-- Start Available data --
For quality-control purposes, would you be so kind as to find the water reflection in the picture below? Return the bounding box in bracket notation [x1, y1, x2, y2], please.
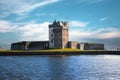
[0, 55, 120, 80]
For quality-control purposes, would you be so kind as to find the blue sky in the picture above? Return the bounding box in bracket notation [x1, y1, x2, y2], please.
[0, 0, 120, 49]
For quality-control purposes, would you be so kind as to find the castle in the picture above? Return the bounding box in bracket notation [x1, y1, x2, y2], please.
[11, 20, 104, 50]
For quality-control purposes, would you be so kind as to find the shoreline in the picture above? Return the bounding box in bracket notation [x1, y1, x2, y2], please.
[0, 51, 120, 56]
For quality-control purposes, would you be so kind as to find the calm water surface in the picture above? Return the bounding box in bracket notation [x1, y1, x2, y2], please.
[0, 55, 120, 80]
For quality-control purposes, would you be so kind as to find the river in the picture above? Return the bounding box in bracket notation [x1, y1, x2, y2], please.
[0, 55, 120, 80]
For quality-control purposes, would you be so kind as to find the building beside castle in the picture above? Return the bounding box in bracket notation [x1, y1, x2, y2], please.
[11, 20, 104, 50]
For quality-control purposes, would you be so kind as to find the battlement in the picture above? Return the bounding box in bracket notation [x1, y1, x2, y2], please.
[49, 20, 68, 28]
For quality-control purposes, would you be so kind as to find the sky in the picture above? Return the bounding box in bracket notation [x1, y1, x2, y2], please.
[0, 0, 120, 49]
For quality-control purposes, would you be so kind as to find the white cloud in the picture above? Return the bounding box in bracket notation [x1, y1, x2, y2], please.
[0, 20, 16, 32]
[0, 0, 59, 15]
[69, 21, 88, 27]
[100, 18, 108, 21]
[78, 0, 104, 4]
[19, 22, 50, 41]
[69, 28, 120, 40]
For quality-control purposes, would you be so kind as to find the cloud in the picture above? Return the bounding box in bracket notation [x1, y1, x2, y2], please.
[0, 20, 16, 32]
[0, 0, 59, 15]
[100, 18, 108, 21]
[69, 21, 88, 27]
[70, 27, 120, 41]
[78, 0, 104, 4]
[19, 22, 50, 41]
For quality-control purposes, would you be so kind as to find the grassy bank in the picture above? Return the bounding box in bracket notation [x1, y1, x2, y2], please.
-- End Available data --
Stated task: Reproduce everything in the data from the line containing "find the building" down to the end, substituting "square-bracket notation" for "bracket notation" and leaving all else unchanged.

Complete output:
For quality-control purposes, would you be so kind as to find the building beside castle in the picture above? Return the bounding box in square-bracket notation [x1, y1, x2, y2], please.
[11, 20, 104, 50]
For quality-control purposes, would you be so kind as to find the battlement in the picture above? Return the bounding box in square-bracket notation [x1, y1, x2, y2], please.
[49, 20, 68, 28]
For quality-control purposes, would you be so kind as to find the sky in the picture above? Return the bounding box in square-bracket notation [x1, y1, x2, y2], please.
[0, 0, 120, 49]
For quality-control purposes, would you be so kind as to find the white cloud in the picture above? Return the bounding box in square-bracket notation [x1, y1, x2, y2], please.
[0, 20, 16, 32]
[0, 0, 59, 15]
[69, 21, 88, 27]
[100, 18, 108, 21]
[78, 0, 104, 4]
[19, 22, 50, 41]
[69, 28, 120, 40]
For quality-control purposes, would you be so kind as to find the cloud in the picture above? Return the bounding box in square-bracket notation [x1, y1, x2, y2], please.
[0, 20, 16, 32]
[0, 0, 59, 15]
[100, 18, 108, 21]
[69, 21, 88, 27]
[70, 27, 120, 41]
[78, 0, 104, 4]
[19, 22, 50, 41]
For quality-control purposes, would you be so kind as to find the grassy bank in the picture above? Return the bounding box in square-bracket notation [x1, y1, x2, y2], please.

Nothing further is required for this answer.